*PASSAGE PROVIDED:*
Quite by accident, we discovered three National Monuments right around Flagstaff, Arizona: Wupatki, Sunset Crater Volcano, and Walnut Canyon. None of these places were on our itinerary, so they were a pleasant surprise. Each one was rather small as well, so we were able to do all three after we left Tuba City and Coal Mine Canyon. This would be our last day together; Mike had to fly out via Phoenix the next day, and the rest of the trip, I would be on my own.
We drove south down Rt. 89 through the Painted Desert, imbued with cinnamon, buff and chestnut, and dotted with feathery sagebrush. Big electrical grids and wires criss-crossed the fairly flat landscape and the abandoned Wauneta Trading Post hunkered down beside the road, faded and decrepit.
At Wupatki National Monument, we stopped first to do the Lomaki Trail. On foot, we approached the Box Canyon Ruins, typical of many pueblos found in this region. Early inhabitants constructed walls of nearby sandstone and limestone, and used local soils to cement stones together. The flat roofs were built of timbers laid side by side, covered with smaller branches and finally plastered over with mud.
Smoke was vented from rooms through a square hole in the ceiling which frequently served as the only access to the room. Doorways were small and windows almost non-existent. As the rooms were abandoned, the timbers were often scavenged and used in other pueblos or burned as firewood, a precious commodity in this environment.
On Antelope Prairie, depending on the season, wind can knock a person flat. Lightning and storm clouds create a dance of shadow and light. Heat waves distort the horizon. In this landscape, a large community farmed during the 1100s, its focal point Citadel Pueblo just to the south. Later, Navajo families grazed sheep here, followed by cattle ranchers.
Eight hundred years ago, a savannah-like grassland covered much of this high desert with abundant grasses. The residents would have collected and burned much of the nearby fuel, necessitating long walks to adjacent areas to gather wood. Sparse annual rainfall forced the inhabitants to catch and save as much water as they could, or walk miles to other sources.

*DATASET CONTENT:*

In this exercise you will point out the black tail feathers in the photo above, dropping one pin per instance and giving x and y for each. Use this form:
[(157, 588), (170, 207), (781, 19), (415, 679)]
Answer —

*SHORT PROBLEM:* Could you write out the Wupatki passage again from "On Antelope Prairie, depending" up to and including "to other sources.", swapping "Antelope Prairie" for "Antelope Mesa"? The data plays no role here.

*RESULT OF THIS EXERCISE:*
On Antelope Mesa, depending on the season, wind can knock a person flat. Lightning and storm clouds create a dance of shadow and light. Heat waves distort the horizon. In this landscape, a large community farmed during the 1100s, its focal point Citadel Pueblo just to the south. Later, Navajo families grazed sheep here, followed by cattle ranchers.
Eight hundred years ago, a savannah-like grassland covered much of this high desert with abundant grasses. The residents would have collected and burned much of the nearby fuel, necessitating long walks to adjacent areas to gather wood. Sparse annual rainfall forced the inhabitants to catch and save as much water as they could, or walk miles to other sources.